__Dataset records__.
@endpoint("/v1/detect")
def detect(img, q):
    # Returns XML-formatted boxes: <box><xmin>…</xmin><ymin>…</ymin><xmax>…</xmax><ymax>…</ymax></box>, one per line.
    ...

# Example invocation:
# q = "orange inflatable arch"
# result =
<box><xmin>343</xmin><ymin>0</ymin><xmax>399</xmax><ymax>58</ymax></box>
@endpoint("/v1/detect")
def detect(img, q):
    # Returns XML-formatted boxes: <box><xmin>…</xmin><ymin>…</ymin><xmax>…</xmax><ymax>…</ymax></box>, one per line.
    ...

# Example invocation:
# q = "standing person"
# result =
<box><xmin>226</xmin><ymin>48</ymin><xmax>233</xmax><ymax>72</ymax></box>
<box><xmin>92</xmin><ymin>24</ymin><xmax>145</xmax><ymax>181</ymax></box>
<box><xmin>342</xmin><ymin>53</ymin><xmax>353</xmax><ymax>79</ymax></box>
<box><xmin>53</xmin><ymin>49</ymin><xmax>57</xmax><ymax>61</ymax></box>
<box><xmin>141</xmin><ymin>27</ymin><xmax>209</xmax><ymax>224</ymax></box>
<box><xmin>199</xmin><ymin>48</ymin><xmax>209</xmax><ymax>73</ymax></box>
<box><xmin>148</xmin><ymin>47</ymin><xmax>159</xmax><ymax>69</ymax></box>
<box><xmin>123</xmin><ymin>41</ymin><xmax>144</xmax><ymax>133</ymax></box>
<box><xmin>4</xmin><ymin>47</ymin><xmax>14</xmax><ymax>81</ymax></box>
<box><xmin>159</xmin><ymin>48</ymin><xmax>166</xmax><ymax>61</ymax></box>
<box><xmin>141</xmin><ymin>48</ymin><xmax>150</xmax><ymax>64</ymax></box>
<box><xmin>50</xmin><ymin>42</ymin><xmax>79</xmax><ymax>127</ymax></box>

__Set task__. Reproduce all of the records above, line for line, without changing a single character.

__Task answer__.
@endpoint("/v1/detect")
def detect(img, q):
    # Returns XML-formatted boxes: <box><xmin>…</xmin><ymin>…</ymin><xmax>…</xmax><ymax>…</ymax></box>, one per line.
    ...

# Example invocation:
# q = "orange inflatable arch"
# result =
<box><xmin>343</xmin><ymin>0</ymin><xmax>399</xmax><ymax>58</ymax></box>
@endpoint("/v1/detect")
def detect(img, q):
    # Returns XML-formatted boxes: <box><xmin>…</xmin><ymin>…</ymin><xmax>…</xmax><ymax>…</ymax></box>, one per line.
    ...

# Example invocation:
# q = "standing person"
# result =
<box><xmin>226</xmin><ymin>48</ymin><xmax>233</xmax><ymax>72</ymax></box>
<box><xmin>92</xmin><ymin>24</ymin><xmax>145</xmax><ymax>181</ymax></box>
<box><xmin>342</xmin><ymin>53</ymin><xmax>353</xmax><ymax>79</ymax></box>
<box><xmin>53</xmin><ymin>49</ymin><xmax>57</xmax><ymax>61</ymax></box>
<box><xmin>141</xmin><ymin>27</ymin><xmax>209</xmax><ymax>224</ymax></box>
<box><xmin>199</xmin><ymin>48</ymin><xmax>209</xmax><ymax>73</ymax></box>
<box><xmin>148</xmin><ymin>47</ymin><xmax>159</xmax><ymax>69</ymax></box>
<box><xmin>123</xmin><ymin>41</ymin><xmax>144</xmax><ymax>133</ymax></box>
<box><xmin>4</xmin><ymin>47</ymin><xmax>14</xmax><ymax>81</ymax></box>
<box><xmin>159</xmin><ymin>48</ymin><xmax>166</xmax><ymax>61</ymax></box>
<box><xmin>141</xmin><ymin>48</ymin><xmax>150</xmax><ymax>64</ymax></box>
<box><xmin>50</xmin><ymin>42</ymin><xmax>79</xmax><ymax>127</ymax></box>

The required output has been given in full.